Required work:
**A.** Answer from the Inter Faith Week text:
(i) On what dates does Inter Faith Week run?
(ii) What place has hosted a special iftar for the past two years?
(iii) How many young people attended the iftar during Ramadan 2016?
**B.** Print the part of the Inter Faith Week text that opens with the words containing "Thanks to our" and closes with "better their communities.".
**C.** Carry on the text about Inter Faith Week from its last sentence.

Passage:

● ● ● ● ● ● ●

Thanks to our incessant search for knowledge, we recently learned that next week – 12 to 19 November – is Inter Faith Week. The week serves as a focal point for interfaith organisations to promote the work they do to bring people of different religions, and no religion, together, in order to create conversations and better their communities.
While Inter Faith Week may mark this unifying ethos on the calendar, interfaith efforts take place all across the UK, all through the year. As we’re always down to embrace positive vibes, we are huge fans of these organisations and the work they accomplish.
To get you in the interfaith mood for Inter Faith Week, we’re shouting out some of the best interfaith events or actions that have entered our radar over the past year.
The Lambeth Iftar
A lot of the best interfaith events come in the form of iftars. It makes sense, doesn’t it? We mean, can you think of a better time to get to know a stranger than to share a meal with them? For the past two years, Lambeth Palace has hosted a particularly special one.
During Ramadan 2016, London Mayor Sadiq Khan, Chief Rabbi Ephraim Mirvis, Archbishop of Canterbury Justin Welby and 100 young people of all faiths and backgrounds attended an iftar at Lambeth Palace. The event, which came to be known on social media as the #LambethIftar, was a huge success, presenting London in all its diverse, united glory.

● ● ● ● ● ● ●

[Point-per-instance localization records]
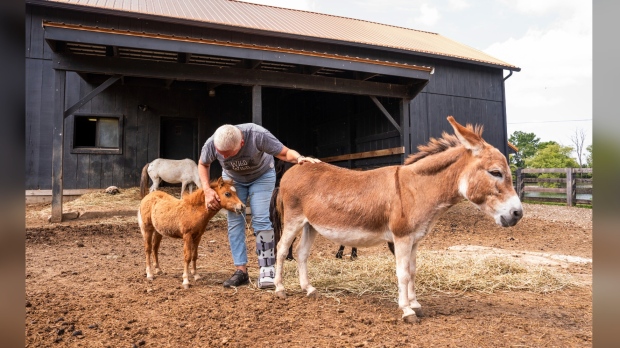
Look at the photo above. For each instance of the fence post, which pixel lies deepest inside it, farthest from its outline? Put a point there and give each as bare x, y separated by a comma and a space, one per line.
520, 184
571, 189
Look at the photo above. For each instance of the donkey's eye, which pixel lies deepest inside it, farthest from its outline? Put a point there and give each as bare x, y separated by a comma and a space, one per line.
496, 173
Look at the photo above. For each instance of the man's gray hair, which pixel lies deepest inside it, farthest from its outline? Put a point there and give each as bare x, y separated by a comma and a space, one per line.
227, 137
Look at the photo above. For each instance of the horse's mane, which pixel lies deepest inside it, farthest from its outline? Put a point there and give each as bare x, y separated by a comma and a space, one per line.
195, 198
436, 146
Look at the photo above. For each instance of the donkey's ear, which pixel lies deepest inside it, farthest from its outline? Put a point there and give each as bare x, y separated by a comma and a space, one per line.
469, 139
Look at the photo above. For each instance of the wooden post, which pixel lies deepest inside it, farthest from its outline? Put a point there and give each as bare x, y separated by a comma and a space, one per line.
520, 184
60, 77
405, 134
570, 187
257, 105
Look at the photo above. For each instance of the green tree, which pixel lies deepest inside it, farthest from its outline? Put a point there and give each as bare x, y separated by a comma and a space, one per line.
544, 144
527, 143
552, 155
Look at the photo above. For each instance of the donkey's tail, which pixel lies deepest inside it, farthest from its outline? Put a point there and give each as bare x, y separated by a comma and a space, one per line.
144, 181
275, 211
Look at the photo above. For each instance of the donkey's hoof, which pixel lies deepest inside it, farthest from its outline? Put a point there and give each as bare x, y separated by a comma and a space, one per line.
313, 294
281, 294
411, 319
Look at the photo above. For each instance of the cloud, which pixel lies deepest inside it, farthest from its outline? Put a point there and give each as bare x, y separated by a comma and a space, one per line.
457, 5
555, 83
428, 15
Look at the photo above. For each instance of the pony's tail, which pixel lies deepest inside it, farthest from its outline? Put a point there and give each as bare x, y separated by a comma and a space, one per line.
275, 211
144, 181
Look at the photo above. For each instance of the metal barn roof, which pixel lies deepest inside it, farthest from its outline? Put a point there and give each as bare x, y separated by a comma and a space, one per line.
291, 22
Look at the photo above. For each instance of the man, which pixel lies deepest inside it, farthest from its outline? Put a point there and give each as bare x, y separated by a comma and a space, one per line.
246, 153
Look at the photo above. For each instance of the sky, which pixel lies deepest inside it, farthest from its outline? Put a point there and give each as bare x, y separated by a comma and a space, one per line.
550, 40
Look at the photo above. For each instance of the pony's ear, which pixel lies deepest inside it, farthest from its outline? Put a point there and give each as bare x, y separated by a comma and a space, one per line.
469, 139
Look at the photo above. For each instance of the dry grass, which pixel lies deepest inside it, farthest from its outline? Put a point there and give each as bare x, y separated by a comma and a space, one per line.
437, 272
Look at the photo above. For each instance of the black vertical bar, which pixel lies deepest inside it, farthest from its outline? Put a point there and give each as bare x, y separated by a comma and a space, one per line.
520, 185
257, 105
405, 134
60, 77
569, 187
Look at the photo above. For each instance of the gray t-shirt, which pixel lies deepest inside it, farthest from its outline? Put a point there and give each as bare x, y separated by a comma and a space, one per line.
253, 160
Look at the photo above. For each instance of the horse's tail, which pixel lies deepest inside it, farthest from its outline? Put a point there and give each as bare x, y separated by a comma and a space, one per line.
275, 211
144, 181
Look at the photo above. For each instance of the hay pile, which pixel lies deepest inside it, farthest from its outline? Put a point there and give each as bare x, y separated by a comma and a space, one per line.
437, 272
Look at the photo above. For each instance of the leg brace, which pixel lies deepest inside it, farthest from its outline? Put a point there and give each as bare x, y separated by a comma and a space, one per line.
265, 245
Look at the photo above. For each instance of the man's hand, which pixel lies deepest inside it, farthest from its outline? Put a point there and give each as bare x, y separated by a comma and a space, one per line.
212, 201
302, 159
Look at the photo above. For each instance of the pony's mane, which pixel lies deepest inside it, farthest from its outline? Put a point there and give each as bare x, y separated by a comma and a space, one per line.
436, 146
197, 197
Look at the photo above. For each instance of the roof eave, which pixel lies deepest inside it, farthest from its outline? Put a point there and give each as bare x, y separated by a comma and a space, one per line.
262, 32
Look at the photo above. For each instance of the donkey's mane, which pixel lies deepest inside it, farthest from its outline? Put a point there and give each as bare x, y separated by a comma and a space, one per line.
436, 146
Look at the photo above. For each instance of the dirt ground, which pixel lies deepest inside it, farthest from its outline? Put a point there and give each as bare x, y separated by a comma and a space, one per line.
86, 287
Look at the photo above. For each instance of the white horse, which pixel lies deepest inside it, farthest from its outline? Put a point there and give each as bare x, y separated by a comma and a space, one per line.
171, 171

● ● ● ● ● ● ●

Answer section:
**A.**
(i) 12 to 19 November
(ii) Lambeth Palace
(iii) 100

**B.**
Thanks to our incessant search for knowledge, we recently learned that next week – 12 to 19 November – is Inter Faith Week. The week serves as a focal point for interfaith organisations to promote the work they do to bring people of different religions, and no religion, together, in order to create conversations and better their communities.

**C.**
Thanks to 2016 knocking it out the park, another Lambeth Iftar went down the following Ramadan, this time in Westminster Cathedral. Like last year, Sadiq Khan attended. Writing about the event on his Facebook, he said: ‘Ramadan is an opportunity for Londoners from different backgrounds to come together. For me, that’s what Ramadan is all about – sharing time with others and showing empathy for one another.’
The Rabbi Who Fasted For Ramadan
In 2014, Rabbi Natan Levy decided to fast for Ramadan as a way to promote conversations between the Jewish and Muslim communities in the area of north London he calls home: ‘Even though diverse faith communities live side by side, we’re usually too busy to really appreciate each other’s faith and diversity,’ he explained.
‘But by having a Rabbi fast for Ramadan, a conversation could begin within my own Jewish community. People came up to me that first week in the synagogue and asked: “What’s this Ramadan thing?”’
The month allowed him to appreciate the beauty and tradition of another faith. Levy also experienced the incredible hospitality that comes with those crazy delicious iftar meals: ‘I was invited to more Iftars than I could possibly attend – I actually gained weight during Ramadan. People invited me into their homes with their families. The Muslim community expressed this incredible level of hospitality, toward myself and my family. It was deeply touching.’
What an incredible gesture. And we can really relate to Levy’s sentiments (including the weight gain part).
Thought for the Day
Do you guys listen to the Today programme on BBC Radio 4? Anyone? Are those a few heads nodding in the back? Yes? OK, sick.
For those who don’t know, Today is a news show that kicks off at 6am on Radio 4. For many people in Britain, it’s the first thing they hear when they wake up and certainly their first opportunity to learn about the day’s top stories.
By and large, the show involves presenter John Humphrys hammering hapless politicians with questions they’ll do their utmost to avoid answering, or presenter John Humphrys hammering hapless non-political guests with questions that will hopefully provoke a pointless argument fruitful discussion. It’s a nightmare!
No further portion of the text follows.